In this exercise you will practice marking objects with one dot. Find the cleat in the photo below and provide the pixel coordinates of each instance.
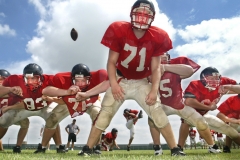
(61, 149)
(176, 151)
(128, 148)
(97, 149)
(86, 151)
(40, 149)
(17, 149)
(226, 149)
(140, 115)
(214, 149)
(158, 150)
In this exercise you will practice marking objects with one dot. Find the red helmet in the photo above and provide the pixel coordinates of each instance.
(210, 78)
(142, 14)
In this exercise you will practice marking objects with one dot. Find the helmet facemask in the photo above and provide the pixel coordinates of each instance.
(142, 16)
(81, 81)
(33, 82)
(212, 81)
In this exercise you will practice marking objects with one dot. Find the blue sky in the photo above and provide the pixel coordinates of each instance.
(39, 31)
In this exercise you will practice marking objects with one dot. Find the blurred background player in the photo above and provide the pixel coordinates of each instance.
(131, 117)
(41, 134)
(109, 140)
(72, 130)
(192, 135)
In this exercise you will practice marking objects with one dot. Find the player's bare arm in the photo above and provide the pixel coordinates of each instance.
(156, 76)
(183, 70)
(53, 99)
(226, 119)
(232, 88)
(15, 90)
(102, 87)
(19, 105)
(53, 91)
(194, 103)
(117, 90)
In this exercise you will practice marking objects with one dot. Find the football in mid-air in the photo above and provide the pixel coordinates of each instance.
(74, 34)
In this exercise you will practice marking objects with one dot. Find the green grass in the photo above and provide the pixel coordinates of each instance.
(199, 154)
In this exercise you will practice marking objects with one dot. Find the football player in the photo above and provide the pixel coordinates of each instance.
(134, 54)
(229, 112)
(3, 100)
(131, 116)
(25, 100)
(109, 140)
(192, 135)
(203, 95)
(79, 90)
(170, 90)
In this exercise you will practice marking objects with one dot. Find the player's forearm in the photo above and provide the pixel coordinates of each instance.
(192, 102)
(183, 70)
(4, 91)
(102, 87)
(54, 92)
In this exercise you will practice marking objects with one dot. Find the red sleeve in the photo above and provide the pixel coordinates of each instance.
(192, 88)
(187, 61)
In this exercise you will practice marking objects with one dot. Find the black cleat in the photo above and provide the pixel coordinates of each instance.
(176, 151)
(226, 149)
(86, 151)
(61, 149)
(17, 149)
(140, 115)
(97, 149)
(158, 150)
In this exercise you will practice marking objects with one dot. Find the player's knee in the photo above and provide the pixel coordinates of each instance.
(104, 118)
(150, 123)
(52, 121)
(201, 124)
(24, 123)
(159, 117)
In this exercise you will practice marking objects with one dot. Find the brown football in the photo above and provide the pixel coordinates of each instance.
(74, 34)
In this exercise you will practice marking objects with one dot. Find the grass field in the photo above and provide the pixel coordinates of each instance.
(120, 155)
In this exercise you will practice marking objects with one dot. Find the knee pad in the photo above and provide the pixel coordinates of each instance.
(150, 123)
(159, 117)
(24, 123)
(201, 124)
(109, 108)
(52, 121)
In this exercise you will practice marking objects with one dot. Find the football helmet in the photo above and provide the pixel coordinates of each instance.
(165, 58)
(210, 78)
(142, 14)
(3, 75)
(126, 110)
(33, 70)
(81, 71)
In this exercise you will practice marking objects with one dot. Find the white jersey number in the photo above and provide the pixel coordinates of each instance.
(133, 50)
(162, 88)
(31, 105)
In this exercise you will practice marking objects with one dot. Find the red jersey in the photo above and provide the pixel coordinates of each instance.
(64, 81)
(135, 54)
(231, 107)
(3, 103)
(219, 135)
(109, 137)
(32, 99)
(135, 112)
(170, 89)
(202, 93)
(192, 133)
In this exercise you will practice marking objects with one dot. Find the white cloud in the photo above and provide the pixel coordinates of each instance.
(6, 30)
(2, 14)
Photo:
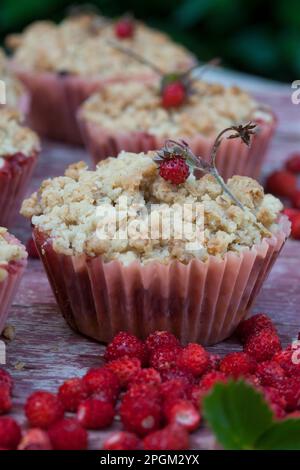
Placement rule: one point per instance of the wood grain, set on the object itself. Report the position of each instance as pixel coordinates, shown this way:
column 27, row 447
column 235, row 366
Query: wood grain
column 51, row 352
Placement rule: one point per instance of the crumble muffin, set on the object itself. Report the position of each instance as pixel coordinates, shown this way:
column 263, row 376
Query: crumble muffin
column 19, row 148
column 80, row 60
column 141, row 283
column 12, row 264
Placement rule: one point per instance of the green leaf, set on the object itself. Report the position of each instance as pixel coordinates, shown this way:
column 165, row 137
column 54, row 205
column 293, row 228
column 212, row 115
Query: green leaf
column 283, row 435
column 237, row 414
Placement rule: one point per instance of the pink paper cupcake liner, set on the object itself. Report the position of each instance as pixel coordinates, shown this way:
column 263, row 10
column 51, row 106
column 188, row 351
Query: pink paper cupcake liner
column 9, row 286
column 14, row 179
column 55, row 99
column 200, row 301
column 234, row 157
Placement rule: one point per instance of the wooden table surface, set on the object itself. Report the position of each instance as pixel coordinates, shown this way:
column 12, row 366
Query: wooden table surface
column 45, row 351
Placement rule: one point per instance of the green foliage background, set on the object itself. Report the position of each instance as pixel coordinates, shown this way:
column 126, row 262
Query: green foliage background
column 256, row 36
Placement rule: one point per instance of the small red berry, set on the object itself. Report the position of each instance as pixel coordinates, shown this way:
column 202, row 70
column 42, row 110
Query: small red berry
column 194, row 359
column 175, row 170
column 263, row 345
column 6, row 379
column 102, row 380
column 237, row 364
column 270, row 373
column 173, row 95
column 164, row 358
column 159, row 339
column 253, row 325
column 68, row 434
column 43, row 409
column 184, row 413
column 293, row 163
column 5, row 399
column 140, row 415
column 95, row 414
column 31, row 249
column 122, row 440
column 71, row 393
column 35, row 439
column 172, row 437
column 281, row 183
column 125, row 368
column 124, row 28
column 146, row 376
column 10, row 433
column 125, row 344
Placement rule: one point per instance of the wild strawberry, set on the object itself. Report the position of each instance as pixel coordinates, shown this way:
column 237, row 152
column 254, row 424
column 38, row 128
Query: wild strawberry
column 293, row 163
column 253, row 325
column 102, row 380
column 173, row 94
column 95, row 414
column 211, row 378
column 263, row 345
column 5, row 399
column 175, row 170
column 270, row 373
column 281, row 183
column 295, row 199
column 68, row 434
column 164, row 358
column 148, row 376
column 6, row 378
column 35, row 439
column 184, row 413
column 194, row 359
column 71, row 393
column 140, row 415
column 125, row 344
column 125, row 369
column 124, row 28
column 122, row 440
column 43, row 409
column 10, row 433
column 31, row 249
column 160, row 339
column 172, row 437
column 237, row 364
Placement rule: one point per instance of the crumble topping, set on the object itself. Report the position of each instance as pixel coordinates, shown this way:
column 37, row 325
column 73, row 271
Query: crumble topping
column 69, row 209
column 14, row 137
column 13, row 87
column 80, row 45
column 132, row 107
column 9, row 251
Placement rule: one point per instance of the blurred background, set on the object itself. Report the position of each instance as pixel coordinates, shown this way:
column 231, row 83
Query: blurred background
column 254, row 36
--------------------------------
In the listing above, locate the line with "column 27, row 447" and the line with "column 212, row 115", then extract exactly those lines and every line between them, and nothing more.

Response to the exercise:
column 27, row 447
column 235, row 366
Query: wood grain
column 51, row 352
Placement rule: one point per instance of the crumble muffin, set on the object itself. Report the position of each instance as pixel coordinates, shown this way:
column 263, row 376
Query: crumble muffin
column 19, row 148
column 80, row 60
column 141, row 283
column 12, row 264
Placement rule: one point per instance of the green leaf, set on the object itself. Report the position of each instance as pixel coordinates, shown this way:
column 165, row 137
column 54, row 205
column 293, row 228
column 212, row 115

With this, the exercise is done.